#### Fragmento seleccionado

· · · · · · ·

Una historia de vida
En los albores de la década de 1990, mi deseo de ser crítico de cine me había llevado a estudiar la carrera de artes en la Universidad de Buenos Aires. El cine había sido incorporado al currículo pocos años antes, través de un cambio de plan de estudios que había implicado, además, la reconversión de una carrera de corte historicista en una multidisciplinaria, más contemporánea.
Allí conocí a Ana Lía Werthein, quien se había hecho cargo de la asignatura Psicología del Arte -aunque a ella no le gustaba ese nombre1-, ante el abandono sin aviso de su titular anterior. A través de sus clases conocí el trabajo de Sigmund Freud, pero, sobre todo, el de Jacques Lacan. Asistir a sus enseñanzas incomprensibles2 -las de Lacan, las de Werthein- fue el punto de partida de un descubrimiento, de una revelación que marcaría mi (nuestras) vida(s) para siempre. Tras aprobar la asignatura, me acerqué a ella y le propuse ser su ayudante de cátedra. Desde entonces, no nos hemos separado más.

· · · · · · ·

#### Datos disponibles
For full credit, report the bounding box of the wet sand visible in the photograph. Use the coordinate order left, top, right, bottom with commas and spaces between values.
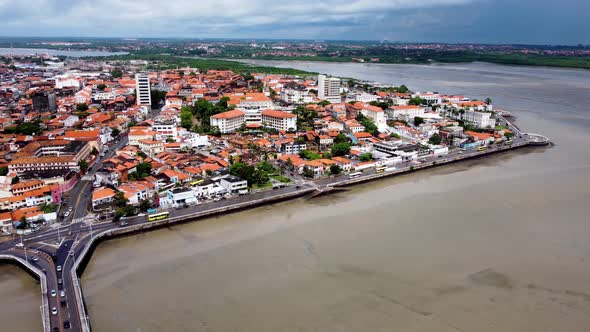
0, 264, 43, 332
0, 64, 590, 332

· · · · · · ·

#### Consigna
Según el fragmento, ¿de qué asignatura se había hecho cargo Ana Lía Werthein? El listado no tiene relación con el fragmento.

#### Solución
De Psicología del Arte.